Exercise instructions:
A: Translate this sentence from the Git article into Spanish: "We’ve got a distributed version control system where everyone has a copy of every commit."
B: Write out the Git article from "Remote repositories are" up to and including "without network access.".

Article:
************
Remote repositories are the most curious.  We’ve got a distributed version control system where everyone has a copy of every commit.  I can push my changes to you when I’m ready — as a big clump.  Or maybe I’ll push them to the CI server.  Or maybe I’ll push them to a colleague for code review before I commit to “the build”.  Or maybe on a small project, I just keep my source tree alone on my machine and have no remotes.

Everything but the “Remote Repositories” is on my local machine.  I can do everything needed with these while on a plane — without network access.

We now have the 4 parts of a source control system in Git.  It’s not scary once you know how it works.

Git Commands

We did a great job of showing the git commands and mapping their results in a node graph made of felt and string.  It was truly a performance, and to do justice, I’d need video.  We didn’t tape our presentation, but http://blip.tv/open-source-developers-conference/git-for-ages-4-and-up-4460524 is a similar video, and the one I used for the majority of the inspiration of this section of the demo.  Me and my son took a bit different route, but this video does very well.  “A non-cyclical graph node isn’t scary when it looks like this.”  He’s holding up a tinker toy, I’m holding up felt and string.  The audience laughs, settles into their comfortable seats, and we’re off to the races.
************
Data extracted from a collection
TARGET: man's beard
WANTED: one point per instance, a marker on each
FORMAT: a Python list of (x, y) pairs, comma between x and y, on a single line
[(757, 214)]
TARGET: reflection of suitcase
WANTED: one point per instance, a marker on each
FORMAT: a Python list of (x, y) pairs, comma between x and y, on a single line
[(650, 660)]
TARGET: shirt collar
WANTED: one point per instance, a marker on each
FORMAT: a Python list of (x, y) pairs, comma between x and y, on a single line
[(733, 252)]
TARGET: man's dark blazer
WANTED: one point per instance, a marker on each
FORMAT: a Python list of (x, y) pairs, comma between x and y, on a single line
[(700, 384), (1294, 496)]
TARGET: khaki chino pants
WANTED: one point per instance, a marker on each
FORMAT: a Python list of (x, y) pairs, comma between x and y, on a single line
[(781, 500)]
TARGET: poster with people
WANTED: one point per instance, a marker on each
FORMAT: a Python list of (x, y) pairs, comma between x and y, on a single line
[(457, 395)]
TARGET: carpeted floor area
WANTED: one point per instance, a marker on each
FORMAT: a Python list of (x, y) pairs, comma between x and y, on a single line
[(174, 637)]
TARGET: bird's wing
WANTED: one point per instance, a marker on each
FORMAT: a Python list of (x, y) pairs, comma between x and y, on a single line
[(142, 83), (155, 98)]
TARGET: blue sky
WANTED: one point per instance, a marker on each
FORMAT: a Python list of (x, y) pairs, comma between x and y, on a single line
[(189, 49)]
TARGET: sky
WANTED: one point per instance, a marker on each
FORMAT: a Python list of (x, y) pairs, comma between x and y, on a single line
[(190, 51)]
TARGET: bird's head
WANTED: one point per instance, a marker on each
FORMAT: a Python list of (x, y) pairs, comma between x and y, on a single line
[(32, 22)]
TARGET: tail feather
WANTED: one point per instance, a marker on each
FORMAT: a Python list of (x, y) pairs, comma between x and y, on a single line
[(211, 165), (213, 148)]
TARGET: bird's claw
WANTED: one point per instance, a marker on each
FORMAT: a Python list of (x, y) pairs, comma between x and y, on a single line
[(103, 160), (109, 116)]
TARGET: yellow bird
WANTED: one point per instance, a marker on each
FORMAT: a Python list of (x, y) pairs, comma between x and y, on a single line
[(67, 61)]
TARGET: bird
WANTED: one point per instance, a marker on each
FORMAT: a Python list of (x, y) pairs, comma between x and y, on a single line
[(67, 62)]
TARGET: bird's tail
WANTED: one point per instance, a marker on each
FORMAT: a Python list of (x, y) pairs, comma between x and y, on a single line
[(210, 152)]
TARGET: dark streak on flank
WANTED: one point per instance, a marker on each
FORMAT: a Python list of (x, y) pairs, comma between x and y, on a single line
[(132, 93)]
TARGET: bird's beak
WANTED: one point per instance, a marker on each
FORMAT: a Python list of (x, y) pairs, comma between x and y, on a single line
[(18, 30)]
************
Responses:
A: Tenemos un sistema de control de versiones distribuido en el que todos tienen una copia de cada commit.

B:
Remote repositories are the most curious.  We’ve got a distributed version control system where everyone has a copy of every commit.  I can push my changes to you when I’m ready — as a big clump.  Or maybe I’ll push them to the CI server.  Or maybe I’ll push them to a colleague for code review before I commit to “the build”.  Or maybe on a small project, I just keep my source tree alone on my machine and have no remotes.

Everything but the “Remote Repositories” is on my local machine.  I can do everything needed with these while on a plane — without network access.